[Enregistrements de données]
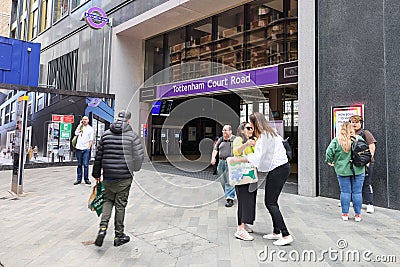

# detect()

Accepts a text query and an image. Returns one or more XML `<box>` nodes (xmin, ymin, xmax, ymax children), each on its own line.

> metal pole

<box><xmin>17</xmin><ymin>95</ymin><xmax>29</xmax><ymax>196</ymax></box>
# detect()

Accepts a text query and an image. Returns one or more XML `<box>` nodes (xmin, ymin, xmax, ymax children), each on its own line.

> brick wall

<box><xmin>0</xmin><ymin>0</ymin><xmax>11</xmax><ymax>37</ymax></box>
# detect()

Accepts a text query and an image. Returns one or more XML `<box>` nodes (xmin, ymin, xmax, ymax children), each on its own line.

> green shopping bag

<box><xmin>88</xmin><ymin>182</ymin><xmax>104</xmax><ymax>216</ymax></box>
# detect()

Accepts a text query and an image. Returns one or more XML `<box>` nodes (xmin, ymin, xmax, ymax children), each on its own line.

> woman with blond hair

<box><xmin>232</xmin><ymin>122</ymin><xmax>257</xmax><ymax>241</ymax></box>
<box><xmin>231</xmin><ymin>112</ymin><xmax>293</xmax><ymax>246</ymax></box>
<box><xmin>325</xmin><ymin>122</ymin><xmax>365</xmax><ymax>222</ymax></box>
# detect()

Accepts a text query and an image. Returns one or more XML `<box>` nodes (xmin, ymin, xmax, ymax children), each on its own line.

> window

<box><xmin>10</xmin><ymin>101</ymin><xmax>17</xmax><ymax>121</ymax></box>
<box><xmin>4</xmin><ymin>105</ymin><xmax>10</xmax><ymax>124</ymax></box>
<box><xmin>166</xmin><ymin>29</ymin><xmax>186</xmax><ymax>82</ymax></box>
<box><xmin>145</xmin><ymin>36</ymin><xmax>164</xmax><ymax>86</ymax></box>
<box><xmin>36</xmin><ymin>93</ymin><xmax>44</xmax><ymax>111</ymax></box>
<box><xmin>47</xmin><ymin>49</ymin><xmax>78</xmax><ymax>91</ymax></box>
<box><xmin>40</xmin><ymin>0</ymin><xmax>52</xmax><ymax>32</ymax></box>
<box><xmin>145</xmin><ymin>0</ymin><xmax>298</xmax><ymax>82</ymax></box>
<box><xmin>32</xmin><ymin>9</ymin><xmax>38</xmax><ymax>38</ymax></box>
<box><xmin>0</xmin><ymin>108</ymin><xmax>5</xmax><ymax>125</ymax></box>
<box><xmin>53</xmin><ymin>0</ymin><xmax>68</xmax><ymax>23</ymax></box>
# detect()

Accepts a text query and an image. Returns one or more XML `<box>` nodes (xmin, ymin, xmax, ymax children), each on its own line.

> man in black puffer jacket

<box><xmin>92</xmin><ymin>110</ymin><xmax>144</xmax><ymax>247</ymax></box>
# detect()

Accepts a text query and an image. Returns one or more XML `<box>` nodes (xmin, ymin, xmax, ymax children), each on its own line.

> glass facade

<box><xmin>145</xmin><ymin>0</ymin><xmax>297</xmax><ymax>84</ymax></box>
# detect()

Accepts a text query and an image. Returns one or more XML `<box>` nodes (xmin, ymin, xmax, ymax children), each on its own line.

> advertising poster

<box><xmin>331</xmin><ymin>104</ymin><xmax>364</xmax><ymax>139</ymax></box>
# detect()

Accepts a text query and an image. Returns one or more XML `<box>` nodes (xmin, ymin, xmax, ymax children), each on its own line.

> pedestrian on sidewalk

<box><xmin>213</xmin><ymin>136</ymin><xmax>220</xmax><ymax>175</ymax></box>
<box><xmin>233</xmin><ymin>122</ymin><xmax>258</xmax><ymax>241</ymax></box>
<box><xmin>211</xmin><ymin>124</ymin><xmax>235</xmax><ymax>208</ymax></box>
<box><xmin>74</xmin><ymin>116</ymin><xmax>94</xmax><ymax>185</ymax></box>
<box><xmin>247</xmin><ymin>112</ymin><xmax>293</xmax><ymax>246</ymax></box>
<box><xmin>13</xmin><ymin>120</ymin><xmax>22</xmax><ymax>175</ymax></box>
<box><xmin>350</xmin><ymin>115</ymin><xmax>376</xmax><ymax>213</ymax></box>
<box><xmin>92</xmin><ymin>110</ymin><xmax>144</xmax><ymax>247</ymax></box>
<box><xmin>325</xmin><ymin>122</ymin><xmax>365</xmax><ymax>222</ymax></box>
<box><xmin>33</xmin><ymin>146</ymin><xmax>39</xmax><ymax>160</ymax></box>
<box><xmin>57</xmin><ymin>146</ymin><xmax>65</xmax><ymax>162</ymax></box>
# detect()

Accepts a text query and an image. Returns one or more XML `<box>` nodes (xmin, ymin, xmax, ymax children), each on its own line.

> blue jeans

<box><xmin>337</xmin><ymin>173</ymin><xmax>365</xmax><ymax>214</ymax></box>
<box><xmin>217</xmin><ymin>159</ymin><xmax>235</xmax><ymax>200</ymax></box>
<box><xmin>76</xmin><ymin>148</ymin><xmax>90</xmax><ymax>182</ymax></box>
<box><xmin>363</xmin><ymin>163</ymin><xmax>374</xmax><ymax>205</ymax></box>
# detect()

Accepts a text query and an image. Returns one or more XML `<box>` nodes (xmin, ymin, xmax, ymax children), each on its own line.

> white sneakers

<box><xmin>367</xmin><ymin>205</ymin><xmax>375</xmax><ymax>213</ymax></box>
<box><xmin>273</xmin><ymin>235</ymin><xmax>293</xmax><ymax>246</ymax></box>
<box><xmin>244</xmin><ymin>224</ymin><xmax>253</xmax><ymax>233</ymax></box>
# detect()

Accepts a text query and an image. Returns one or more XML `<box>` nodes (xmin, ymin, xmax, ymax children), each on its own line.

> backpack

<box><xmin>282</xmin><ymin>137</ymin><xmax>293</xmax><ymax>160</ymax></box>
<box><xmin>350</xmin><ymin>137</ymin><xmax>372</xmax><ymax>169</ymax></box>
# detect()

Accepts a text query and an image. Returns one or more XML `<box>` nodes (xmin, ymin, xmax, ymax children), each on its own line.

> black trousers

<box><xmin>235</xmin><ymin>183</ymin><xmax>257</xmax><ymax>225</ymax></box>
<box><xmin>264</xmin><ymin>163</ymin><xmax>290</xmax><ymax>236</ymax></box>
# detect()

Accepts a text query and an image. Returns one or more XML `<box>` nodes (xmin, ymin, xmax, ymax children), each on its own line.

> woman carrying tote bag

<box><xmin>234</xmin><ymin>112</ymin><xmax>293</xmax><ymax>246</ymax></box>
<box><xmin>232</xmin><ymin>122</ymin><xmax>257</xmax><ymax>241</ymax></box>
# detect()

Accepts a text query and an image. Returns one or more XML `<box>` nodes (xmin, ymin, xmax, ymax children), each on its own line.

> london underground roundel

<box><xmin>83</xmin><ymin>6</ymin><xmax>110</xmax><ymax>29</ymax></box>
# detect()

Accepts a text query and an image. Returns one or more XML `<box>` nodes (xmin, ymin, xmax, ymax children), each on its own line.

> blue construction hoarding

<box><xmin>0</xmin><ymin>36</ymin><xmax>40</xmax><ymax>86</ymax></box>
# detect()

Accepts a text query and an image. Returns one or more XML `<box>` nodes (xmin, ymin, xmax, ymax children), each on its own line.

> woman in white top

<box><xmin>247</xmin><ymin>112</ymin><xmax>293</xmax><ymax>246</ymax></box>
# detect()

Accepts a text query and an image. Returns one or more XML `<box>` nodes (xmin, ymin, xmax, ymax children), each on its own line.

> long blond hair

<box><xmin>338</xmin><ymin>122</ymin><xmax>355</xmax><ymax>153</ymax></box>
<box><xmin>250</xmin><ymin>112</ymin><xmax>278</xmax><ymax>138</ymax></box>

Consigne: Quelles lignes des enregistrements contiennent la chaîne « blond » ? Listez-les toutes telles quelles, en tenant compte de la casse.

Problème résolu:
> woman with blond hair
> long blond hair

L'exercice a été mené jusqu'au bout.